▸ **EXERCISE GOAL**:
The whole listing below is to be copied exactly.
━━━ RECORDS PROVIDED
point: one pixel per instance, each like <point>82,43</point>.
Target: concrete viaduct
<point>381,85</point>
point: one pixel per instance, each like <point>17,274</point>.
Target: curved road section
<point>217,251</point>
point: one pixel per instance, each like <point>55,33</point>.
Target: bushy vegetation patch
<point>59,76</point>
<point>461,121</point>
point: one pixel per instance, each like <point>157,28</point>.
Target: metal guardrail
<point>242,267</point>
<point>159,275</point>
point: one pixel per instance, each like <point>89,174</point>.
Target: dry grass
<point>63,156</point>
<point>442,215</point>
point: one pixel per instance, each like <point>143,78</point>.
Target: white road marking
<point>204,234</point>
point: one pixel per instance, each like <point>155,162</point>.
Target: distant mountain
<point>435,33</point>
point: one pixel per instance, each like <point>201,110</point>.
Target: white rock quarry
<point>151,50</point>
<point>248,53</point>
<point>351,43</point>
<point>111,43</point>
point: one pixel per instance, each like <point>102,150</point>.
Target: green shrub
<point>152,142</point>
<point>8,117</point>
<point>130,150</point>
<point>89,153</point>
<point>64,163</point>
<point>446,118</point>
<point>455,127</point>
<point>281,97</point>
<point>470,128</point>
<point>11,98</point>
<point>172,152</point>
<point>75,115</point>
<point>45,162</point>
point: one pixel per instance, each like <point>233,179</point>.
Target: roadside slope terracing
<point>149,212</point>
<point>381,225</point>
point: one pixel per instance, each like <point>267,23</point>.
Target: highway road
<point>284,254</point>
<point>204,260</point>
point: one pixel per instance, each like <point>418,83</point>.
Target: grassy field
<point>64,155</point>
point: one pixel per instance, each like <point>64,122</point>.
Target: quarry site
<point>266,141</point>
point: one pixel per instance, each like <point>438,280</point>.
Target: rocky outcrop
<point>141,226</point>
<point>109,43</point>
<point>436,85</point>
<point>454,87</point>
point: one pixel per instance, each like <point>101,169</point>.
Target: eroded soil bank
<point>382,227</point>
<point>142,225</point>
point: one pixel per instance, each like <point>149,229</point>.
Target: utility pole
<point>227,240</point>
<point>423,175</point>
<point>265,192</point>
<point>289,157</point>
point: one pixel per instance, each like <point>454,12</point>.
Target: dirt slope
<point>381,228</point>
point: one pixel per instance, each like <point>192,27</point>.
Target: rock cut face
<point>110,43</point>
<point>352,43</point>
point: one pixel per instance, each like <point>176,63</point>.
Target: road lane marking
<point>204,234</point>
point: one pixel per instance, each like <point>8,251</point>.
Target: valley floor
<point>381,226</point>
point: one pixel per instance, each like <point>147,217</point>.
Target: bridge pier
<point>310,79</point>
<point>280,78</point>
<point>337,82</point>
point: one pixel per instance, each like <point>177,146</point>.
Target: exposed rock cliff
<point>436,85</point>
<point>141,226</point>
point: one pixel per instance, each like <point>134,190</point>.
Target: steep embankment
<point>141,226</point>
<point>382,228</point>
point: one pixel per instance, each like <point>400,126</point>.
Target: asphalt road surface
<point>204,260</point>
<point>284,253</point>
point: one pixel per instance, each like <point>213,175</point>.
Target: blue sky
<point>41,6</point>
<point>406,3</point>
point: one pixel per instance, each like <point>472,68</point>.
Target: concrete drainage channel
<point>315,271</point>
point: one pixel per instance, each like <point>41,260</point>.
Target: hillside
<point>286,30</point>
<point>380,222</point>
━━━━━━
▸ **SOLUTION TO THE EXERCISE**:
point: one pixel per instance, each like <point>82,43</point>.
Target: concrete viaduct
<point>381,85</point>
point: one pixel per instance, each like <point>17,274</point>.
Target: curved road section
<point>217,251</point>
point: one pixel per instance, each like <point>55,33</point>.
Target: bushy vegetation patch
<point>59,76</point>
<point>461,121</point>
point: one pixel per instance, each like <point>157,28</point>.
Target: metal guardrail
<point>242,267</point>
<point>159,275</point>
point: one pixel per instance, each like <point>89,174</point>.
Target: dry grass
<point>63,156</point>
<point>442,215</point>
point: one pixel per instance, each like <point>143,78</point>.
Target: white road marking
<point>204,234</point>
point: one pixel per instance, each like <point>155,162</point>.
Target: distant mountain
<point>435,33</point>
point: one pixel per instance, each like <point>201,110</point>.
Target: white rock quarry
<point>151,50</point>
<point>248,53</point>
<point>351,43</point>
<point>111,43</point>
point: one pixel per instance, each like <point>102,150</point>.
Target: green shrub
<point>152,142</point>
<point>8,117</point>
<point>130,150</point>
<point>89,153</point>
<point>64,163</point>
<point>446,118</point>
<point>455,127</point>
<point>281,97</point>
<point>470,128</point>
<point>11,98</point>
<point>172,152</point>
<point>75,115</point>
<point>45,162</point>
point: one pixel per instance, each like <point>233,179</point>.
Target: roadside slope terracing
<point>149,212</point>
<point>381,225</point>
point: one pixel per instance, each like <point>267,23</point>.
Target: highway road
<point>284,254</point>
<point>204,260</point>
point: one pixel per instance, each like <point>418,83</point>.
Target: grassy field
<point>64,155</point>
point: one pixel per instance, each like <point>64,122</point>.
Target: quarry site
<point>266,141</point>
point: one pixel per instance, each like <point>438,280</point>.
Target: rocky outcrop
<point>141,226</point>
<point>109,43</point>
<point>436,85</point>
<point>454,87</point>
point: one pixel per instance, each like <point>101,169</point>.
Target: eroded soil bank
<point>382,227</point>
<point>142,225</point>
point: one pixel per instance, each like <point>149,229</point>.
Target: utility pole
<point>227,240</point>
<point>423,175</point>
<point>265,192</point>
<point>289,157</point>
point: one pixel per instance, each like <point>454,12</point>.
Target: dirt slope
<point>381,228</point>
point: one pixel per instance, each like <point>192,27</point>.
Target: rock cut face
<point>110,43</point>
<point>352,43</point>
point: one pixel per instance, each like <point>176,63</point>.
Target: road lane marking
<point>204,234</point>
point: one pixel per instance, each like <point>8,251</point>.
Target: valley floor
<point>381,226</point>
point: one pixel per instance, each like <point>147,217</point>.
Target: bridge pier
<point>310,79</point>
<point>280,78</point>
<point>337,82</point>
point: one pixel per instance, each like <point>177,146</point>.
Target: exposed rock cliff
<point>436,85</point>
<point>141,226</point>
point: one pixel per instance, each like <point>134,190</point>.
Target: steep embankment
<point>141,226</point>
<point>382,228</point>
point: one pixel per instance, each like <point>400,126</point>.
Target: asphalt road surface
<point>204,260</point>
<point>284,253</point>
point: one pixel per instance, each like <point>213,175</point>.
Target: blue sky
<point>41,6</point>
<point>406,3</point>
point: one pixel per instance, each like <point>472,68</point>.
Target: concrete drainage channel
<point>315,271</point>
point: one pixel per instance, each like <point>41,260</point>.
Target: hillside
<point>286,30</point>
<point>380,222</point>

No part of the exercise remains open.